Data for the task Start Marker

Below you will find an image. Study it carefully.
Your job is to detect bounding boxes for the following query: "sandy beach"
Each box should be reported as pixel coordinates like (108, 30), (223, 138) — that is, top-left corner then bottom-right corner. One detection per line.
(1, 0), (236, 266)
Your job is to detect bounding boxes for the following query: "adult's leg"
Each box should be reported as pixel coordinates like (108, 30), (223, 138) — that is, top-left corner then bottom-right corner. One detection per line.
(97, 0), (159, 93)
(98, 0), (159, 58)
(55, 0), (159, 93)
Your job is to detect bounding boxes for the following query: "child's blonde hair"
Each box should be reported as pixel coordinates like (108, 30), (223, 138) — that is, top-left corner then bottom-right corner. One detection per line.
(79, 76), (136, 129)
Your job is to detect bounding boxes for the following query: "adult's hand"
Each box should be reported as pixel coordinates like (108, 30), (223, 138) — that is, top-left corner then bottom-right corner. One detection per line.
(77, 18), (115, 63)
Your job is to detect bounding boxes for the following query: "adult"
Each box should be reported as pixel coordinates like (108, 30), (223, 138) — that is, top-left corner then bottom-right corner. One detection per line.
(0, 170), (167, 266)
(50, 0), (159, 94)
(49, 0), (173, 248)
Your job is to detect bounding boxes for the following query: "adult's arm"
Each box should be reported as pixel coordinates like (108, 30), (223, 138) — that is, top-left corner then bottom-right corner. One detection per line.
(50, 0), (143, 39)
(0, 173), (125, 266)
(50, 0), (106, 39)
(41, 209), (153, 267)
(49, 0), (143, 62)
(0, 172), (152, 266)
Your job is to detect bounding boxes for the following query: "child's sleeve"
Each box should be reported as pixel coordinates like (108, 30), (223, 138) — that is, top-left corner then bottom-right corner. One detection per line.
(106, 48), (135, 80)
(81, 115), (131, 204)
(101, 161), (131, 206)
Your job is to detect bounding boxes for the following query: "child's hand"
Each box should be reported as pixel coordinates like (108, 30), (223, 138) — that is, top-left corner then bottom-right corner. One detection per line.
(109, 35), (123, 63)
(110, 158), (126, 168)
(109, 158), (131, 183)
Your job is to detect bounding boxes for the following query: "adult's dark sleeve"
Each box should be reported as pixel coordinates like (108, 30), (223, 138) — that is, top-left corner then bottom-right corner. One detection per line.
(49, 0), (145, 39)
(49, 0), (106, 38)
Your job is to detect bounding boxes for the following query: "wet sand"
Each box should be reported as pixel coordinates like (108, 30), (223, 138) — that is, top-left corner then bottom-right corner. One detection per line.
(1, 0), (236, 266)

Data for the task End Marker

Problem to work on -> When a line in the material above includes the word "child", copy that line.

Solved exercise ->
Your job is to detect bounding boxes for the following query: "child's blonde hair"
Your job is to detect bounding boxes for the following query: "child's sleeve"
Your job is to detect bounding boxes for the following query: "child's hand"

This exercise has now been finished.